Costume design of “The Handmaid’s Tale” – interview with Natalie Bronfman

September 11th, 2019  |  Film · Interviews

Continuing the ongoing series of interviews with creative artists working on various aspects of movie and TV productions, it is my delight to welcome Natalie Bronfman. In this interview she talks about what costume design is, creating a subconscious expression through color and shape, the meaning of color and how it carries across culture and time boundaries, and her approach to creating costumes for characters in stories she works on. Around these topics and more, Natalie dives deep into her work on the meticulously designed third season of “The Handmaid’s Tale”.

Costume design of “The Handmaid’s Tale” season 3. Gilead Capital sequence at Lincoln Memorial.

Kirill: Please tell us about yourself and what brought you to where you are today.

Natalie: Originally I wanted to be an opera singer, but even though I was good, I wasn’t the best. I already knew how to draw and sew, and I tried to figure out how I could stay in that environment. I ended up studying costume, first through fashion & costume at school, I did a few runway shows and then going to costume in theatre & film.

Natalie Bronfman with a Gold-leaf
Redingote at MFW 2018

I started making theater costumes when I was about 12 years old. In high school, I made prom dresses for other girls [laughs] as well as for any plays that we had. I started to study costume at Parsons in New York City. It was predominantly a fashion program which I didn’t really love as much as costume which I wanted to specialised in, and so I found another school in Rome, Italy. I already spoke three languages, so I learned a fourth one. Much of opera is written in Italian, and it was good to understand what they were singing. The language is so lyrical as well.

Kirill: How did you end up in the world of screen story telling?

Natalie: In theater studies you learn costume and sets, from blueprints to completion. When I graduated, I worked doing interiors for a while. I had big clients, many of them multi-million dollar projects, and with that comes a daunting payment schedule. You pay your crew, but you yourself are not being paid very much, or sometimes you have to wait 90 days. It wasn’t a sustainable way of living.

I applied at IATSE here in Toronto, and the next day I got called. I started from the bottom, and worked my way up. I’ve done all the positions in the costume department.

Kirill: Is there still anything surprising or unexpected that you come across when you join a new production?

Natalie: Every production is new. I love getting a new script. “The Handmaid’s Tale” is a phenomenal project. It’s one of the true design shows that I’ve ever worked on – everything built from scratch. It is rare, mostly because of the budgets that we have to work with and often the time factor. If you’re given very little money or very little time, you have no chance to build anything.

When I tell people what I do for a living, they have a different conception of what it actually is. A lot of it is psychology, more so than design, particularly because you’re dealing with actors. Not only are you dealing with the actors’ personal but also the psychology of the character in the story and you have to meld the two to become symbiotic.

▸ **DATA LINES**
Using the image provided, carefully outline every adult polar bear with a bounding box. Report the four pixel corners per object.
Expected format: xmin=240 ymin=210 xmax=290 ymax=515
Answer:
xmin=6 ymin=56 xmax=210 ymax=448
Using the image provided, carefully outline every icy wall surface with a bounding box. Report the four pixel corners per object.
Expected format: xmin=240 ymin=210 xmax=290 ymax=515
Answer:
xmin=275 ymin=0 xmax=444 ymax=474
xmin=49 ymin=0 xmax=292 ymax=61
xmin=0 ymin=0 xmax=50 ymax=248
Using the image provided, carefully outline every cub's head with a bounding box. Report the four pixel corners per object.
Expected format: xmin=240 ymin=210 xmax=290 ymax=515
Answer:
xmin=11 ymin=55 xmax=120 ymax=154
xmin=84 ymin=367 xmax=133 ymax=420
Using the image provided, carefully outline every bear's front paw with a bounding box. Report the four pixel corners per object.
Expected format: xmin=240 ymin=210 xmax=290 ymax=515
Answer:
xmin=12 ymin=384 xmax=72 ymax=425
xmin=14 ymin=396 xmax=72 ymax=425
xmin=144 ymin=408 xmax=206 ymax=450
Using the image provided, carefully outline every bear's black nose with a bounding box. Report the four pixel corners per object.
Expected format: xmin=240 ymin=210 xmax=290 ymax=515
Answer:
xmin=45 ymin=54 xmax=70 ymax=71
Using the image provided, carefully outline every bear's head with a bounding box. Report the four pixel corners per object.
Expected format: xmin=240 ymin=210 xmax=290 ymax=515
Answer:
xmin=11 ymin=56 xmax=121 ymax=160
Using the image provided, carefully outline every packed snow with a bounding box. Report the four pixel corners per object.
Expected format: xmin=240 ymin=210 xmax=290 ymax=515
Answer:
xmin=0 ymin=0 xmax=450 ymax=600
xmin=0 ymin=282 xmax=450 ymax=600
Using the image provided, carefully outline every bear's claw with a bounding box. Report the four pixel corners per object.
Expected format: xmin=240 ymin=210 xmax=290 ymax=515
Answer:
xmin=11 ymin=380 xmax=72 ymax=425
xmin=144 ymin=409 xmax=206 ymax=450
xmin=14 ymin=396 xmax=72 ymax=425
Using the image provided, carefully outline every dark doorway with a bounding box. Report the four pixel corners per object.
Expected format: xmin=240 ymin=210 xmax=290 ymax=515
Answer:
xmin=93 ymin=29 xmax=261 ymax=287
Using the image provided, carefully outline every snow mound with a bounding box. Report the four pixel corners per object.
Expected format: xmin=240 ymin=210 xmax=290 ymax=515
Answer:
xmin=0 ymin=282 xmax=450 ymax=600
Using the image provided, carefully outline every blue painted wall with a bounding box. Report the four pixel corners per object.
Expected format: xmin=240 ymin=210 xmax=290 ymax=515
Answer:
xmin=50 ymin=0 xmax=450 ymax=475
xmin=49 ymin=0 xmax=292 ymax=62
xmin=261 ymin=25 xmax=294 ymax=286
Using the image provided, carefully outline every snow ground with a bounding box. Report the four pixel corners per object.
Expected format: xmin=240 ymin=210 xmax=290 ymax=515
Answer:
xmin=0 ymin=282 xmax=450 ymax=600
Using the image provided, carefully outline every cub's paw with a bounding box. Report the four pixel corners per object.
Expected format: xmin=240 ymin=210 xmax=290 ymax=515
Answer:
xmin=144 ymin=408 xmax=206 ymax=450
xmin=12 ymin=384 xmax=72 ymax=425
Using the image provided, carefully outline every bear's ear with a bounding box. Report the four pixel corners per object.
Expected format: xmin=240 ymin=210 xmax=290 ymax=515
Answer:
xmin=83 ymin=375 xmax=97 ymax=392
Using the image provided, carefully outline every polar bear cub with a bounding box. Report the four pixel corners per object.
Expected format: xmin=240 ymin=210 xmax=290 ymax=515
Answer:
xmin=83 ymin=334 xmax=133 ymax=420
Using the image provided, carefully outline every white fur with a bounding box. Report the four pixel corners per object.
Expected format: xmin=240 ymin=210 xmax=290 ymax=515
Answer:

▸ **TASK INSTRUCTIONS**
a - From the interview with Natalie Bronfman, reproduce the passage starting with "I started making" and going on through "lyrical as well.".
b - Answer the following questions using the interview with Natalie Bronfman:
(i) At about what age did she start making theater costumes?
(ii) In which city did she find another school after studying at Parsons?
(iii) In which city did she apply at IATSE?
c - Resume the interview with Natalie Bronfman on costume design at the point at which it stops.

▸ **PER-TASK ANSWERS**
a -
I started making theater costumes when I was about 12 years old. In high school, I made prom dresses for other girls [laughs] as well as for any plays that we had. I started to study costume at Parsons in New York City. It was predominantly a fashion program which I didn’t really love as much as costume which I wanted to specialised in, and so I found another school in Rome, Italy. I already spoke three languages, so I learned a fourth one. Much of opera is written in Italian, and it was good to understand what they were singing. The language is so lyrical as well.

b -
(i) About 12 years old
(ii) Rome, Italy
(iii) Toronto

c -
I think that was what surprised me – how many other things I have to know, how much I have to delegate and how much I have to converse with people besides actually designing. I would say that it’s almost 80% of it; that’s what surprised me most when I started in this business.

Costume design of “The Handmaid’s Tale” season 3. Baptism ceremony, outside.

Kirill: Staying away from “The Handmaid’s Tale” for a minute, do you find that people do not understand the complexities of costume design, especially in current-day productions? We wake up, we throw some clothes on and it feels a rather organic part of our lives. Probably not a lot of people invest time into thinking how they’re going to express themselves today.

Natalie: Many people have an opinion. That is good, but you have to figure out whose opinion you must follow. You can’t follow 10 people, so you have to narrow that down.

When you’re doing the costuming of a character, you have to be able to understand at a glance, where they are mentally, economically and socially. You have to capture all of that essence and clothe the person, so that in a nano-second you understand who they are.

Colors have a meaning. Shape has a meaning. Fabric itself has a meaning. You should be able to tell if this person is sad or depressed, is he a bad guy or a good guy. There are cliches as well that you sometimes have to follow, depending on the story. I usually try to think outside of the box though, because you want to surprise the viewer and keep them interested.

Kirill: Do you find that meaning of color, shape or texture translates well across cultural boundaries?

Natalie: It depends. In Asian culture, the color white is used for mourning. You must be knowledgeable of those cultural things, depending on what sort of the clientele or project you have. Purple is a big color in every culture, and it means something slightly different in different cultures and different parts of the world. One should study these things and be aware of them when planning a project.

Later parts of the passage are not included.